▶ Short problem:
Continue the dropper seatpost text, starting right after its last sentence.

▶ Text block:
BACKGROUND OF THE INVENTION
1. Field of the Invention
The present invention relates to dropper seatposts and more particularly, to a dropper seatpost that is convenient to adjust fluid pressure.
2. Description of the Related Art
The bicycle seatpost disclosed by TW M642657 has a longitudinal adjustment hole at the top end of the inner tube, and multiple drive holes are arranged around the knob. When adjusting the pressure of the high-pressure gas stored in the cylinder, a tool (such as a screwdriver) is inserted through the adjustment hole and engages with one of the drive holes on the knob. This action forces the knob to rotate in place, which drives the adjustment member to move axially up or down along the inner tube, simultaneously pushing or releasing the floating piston. This allows for the adjustment of the space in the upper fluid chamber, thereby achieving the desired adjustment of the high-pressure gas pressure.
However, during the adjustment process, the aforesaid tool can only engage one drive hole at a time, and the limited length of the adjustment hole necessitates that the user repeatedly rotates the knob to move the adjustment member a sufficient distance to achieve the desired pressure adjustment. This makes the operation quite inconvenient. Additionally, the presence of the adjustment hole compromises the structural integrity of the inner tube, increasing the risk during riding.

Records from a point labeling set
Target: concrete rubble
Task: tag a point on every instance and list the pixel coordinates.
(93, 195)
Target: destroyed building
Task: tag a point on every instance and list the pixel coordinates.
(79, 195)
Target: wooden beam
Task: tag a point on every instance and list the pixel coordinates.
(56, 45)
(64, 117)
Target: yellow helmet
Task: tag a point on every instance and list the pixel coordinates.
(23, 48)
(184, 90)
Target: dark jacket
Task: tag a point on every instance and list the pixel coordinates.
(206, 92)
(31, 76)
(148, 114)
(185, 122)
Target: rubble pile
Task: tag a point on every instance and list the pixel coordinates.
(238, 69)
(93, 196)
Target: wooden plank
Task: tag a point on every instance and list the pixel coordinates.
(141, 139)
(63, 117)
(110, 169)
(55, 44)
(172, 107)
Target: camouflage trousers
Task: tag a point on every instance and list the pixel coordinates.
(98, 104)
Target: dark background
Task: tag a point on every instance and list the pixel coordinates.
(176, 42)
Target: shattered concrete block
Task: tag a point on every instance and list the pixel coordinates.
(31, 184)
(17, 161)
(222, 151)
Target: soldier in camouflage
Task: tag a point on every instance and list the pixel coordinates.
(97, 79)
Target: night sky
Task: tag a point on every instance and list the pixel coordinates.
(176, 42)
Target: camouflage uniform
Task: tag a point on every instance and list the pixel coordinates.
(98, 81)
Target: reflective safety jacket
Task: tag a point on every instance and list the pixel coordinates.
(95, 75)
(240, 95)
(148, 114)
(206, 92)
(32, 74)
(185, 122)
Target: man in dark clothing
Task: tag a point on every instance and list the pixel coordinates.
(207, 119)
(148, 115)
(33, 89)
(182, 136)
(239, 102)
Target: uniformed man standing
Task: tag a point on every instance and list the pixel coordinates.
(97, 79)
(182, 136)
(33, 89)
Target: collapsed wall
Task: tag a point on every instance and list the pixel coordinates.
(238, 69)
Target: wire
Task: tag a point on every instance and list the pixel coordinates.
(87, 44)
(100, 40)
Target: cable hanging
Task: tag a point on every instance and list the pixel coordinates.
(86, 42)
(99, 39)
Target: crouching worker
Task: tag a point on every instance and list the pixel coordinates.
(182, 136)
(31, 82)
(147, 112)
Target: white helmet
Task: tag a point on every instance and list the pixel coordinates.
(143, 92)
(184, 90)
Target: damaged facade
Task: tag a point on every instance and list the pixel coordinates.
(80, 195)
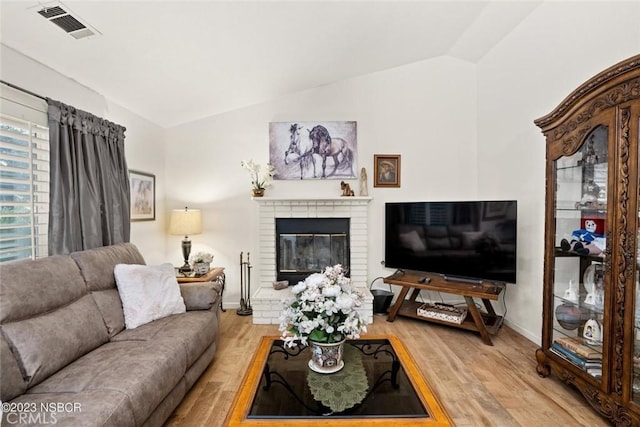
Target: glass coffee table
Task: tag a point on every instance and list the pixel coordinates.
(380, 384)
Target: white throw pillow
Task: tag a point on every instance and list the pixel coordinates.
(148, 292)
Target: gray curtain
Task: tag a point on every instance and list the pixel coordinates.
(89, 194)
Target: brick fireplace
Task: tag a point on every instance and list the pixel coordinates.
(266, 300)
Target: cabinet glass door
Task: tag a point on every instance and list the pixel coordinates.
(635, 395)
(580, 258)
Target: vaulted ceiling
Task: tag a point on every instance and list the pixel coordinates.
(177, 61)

...

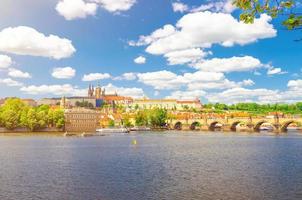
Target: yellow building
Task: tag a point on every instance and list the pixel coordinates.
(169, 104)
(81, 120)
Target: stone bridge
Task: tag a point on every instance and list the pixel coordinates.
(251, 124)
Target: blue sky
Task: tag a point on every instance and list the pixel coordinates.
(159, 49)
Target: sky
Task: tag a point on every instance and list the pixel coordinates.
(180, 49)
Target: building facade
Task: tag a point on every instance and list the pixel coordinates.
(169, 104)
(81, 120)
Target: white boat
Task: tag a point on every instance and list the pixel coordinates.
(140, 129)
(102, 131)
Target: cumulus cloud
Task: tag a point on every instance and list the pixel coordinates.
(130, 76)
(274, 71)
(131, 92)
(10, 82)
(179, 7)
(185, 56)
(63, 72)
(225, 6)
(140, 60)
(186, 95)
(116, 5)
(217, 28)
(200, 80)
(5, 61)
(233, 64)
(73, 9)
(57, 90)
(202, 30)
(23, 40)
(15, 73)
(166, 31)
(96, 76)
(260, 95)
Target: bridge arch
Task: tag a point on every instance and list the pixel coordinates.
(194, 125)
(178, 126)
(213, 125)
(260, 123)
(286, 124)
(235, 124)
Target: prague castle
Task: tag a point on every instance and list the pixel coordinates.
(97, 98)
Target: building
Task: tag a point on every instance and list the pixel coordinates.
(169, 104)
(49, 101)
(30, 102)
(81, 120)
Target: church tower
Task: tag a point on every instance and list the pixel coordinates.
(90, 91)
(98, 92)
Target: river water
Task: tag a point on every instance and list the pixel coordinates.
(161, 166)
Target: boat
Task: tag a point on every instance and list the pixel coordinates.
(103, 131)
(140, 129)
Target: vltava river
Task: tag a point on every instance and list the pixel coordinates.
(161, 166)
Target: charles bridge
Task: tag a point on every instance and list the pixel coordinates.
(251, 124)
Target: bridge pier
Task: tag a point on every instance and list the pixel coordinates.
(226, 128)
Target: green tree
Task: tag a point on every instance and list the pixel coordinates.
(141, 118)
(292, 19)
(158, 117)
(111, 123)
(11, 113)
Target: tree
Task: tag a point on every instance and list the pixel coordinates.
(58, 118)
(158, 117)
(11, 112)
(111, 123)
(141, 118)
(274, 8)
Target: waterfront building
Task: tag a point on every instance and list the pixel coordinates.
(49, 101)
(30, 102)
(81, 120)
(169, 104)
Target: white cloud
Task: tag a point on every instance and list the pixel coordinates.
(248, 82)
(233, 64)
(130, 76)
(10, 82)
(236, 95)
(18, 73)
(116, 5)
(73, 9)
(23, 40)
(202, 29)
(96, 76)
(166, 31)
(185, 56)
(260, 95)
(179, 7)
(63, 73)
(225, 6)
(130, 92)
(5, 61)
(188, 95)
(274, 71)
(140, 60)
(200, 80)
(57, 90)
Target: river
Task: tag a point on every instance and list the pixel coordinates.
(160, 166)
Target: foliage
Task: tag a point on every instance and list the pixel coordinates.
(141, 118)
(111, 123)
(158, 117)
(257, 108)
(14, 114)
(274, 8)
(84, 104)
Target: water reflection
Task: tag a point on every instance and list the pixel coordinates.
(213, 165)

▶ Exercise response:
SUMMARY OF THE INVENTION
It is one objective of the present invention to provide a dropper seatpost, which allows a user to conveniently adjust a pressure of the high-pressure fluid.
To attain the above objective, the dropper seatpost of the present invention comprises an outer tube, an inner tube, a pressure adjustment member, and a floating piston. The inner tube is disposed movably upward and downward in the outer tube. The inner tube has a top end located outside the outer tube and a bottom end located inside the outer tube. The top end of the inner tube has a first oil chamber and a second oil chamber connected to the first oil chamber. The first and second oil chambers are used for storing an oil. The inner tube has a fluid chamber between the top and bottom ends of the inner tube for storing a high-pressure fluid. The pressure adjustment member is disposed movably in the first oil chamber and driven by an external force to push the oil stored in the first oil chamber to the second oil chamber. The floating piston is disposed movably upward and downward between the second oil chamber and the fluid chamber, such that the floating piston can be pushed by the oil stored in the second oil chamber to compress the high-pressure fluid.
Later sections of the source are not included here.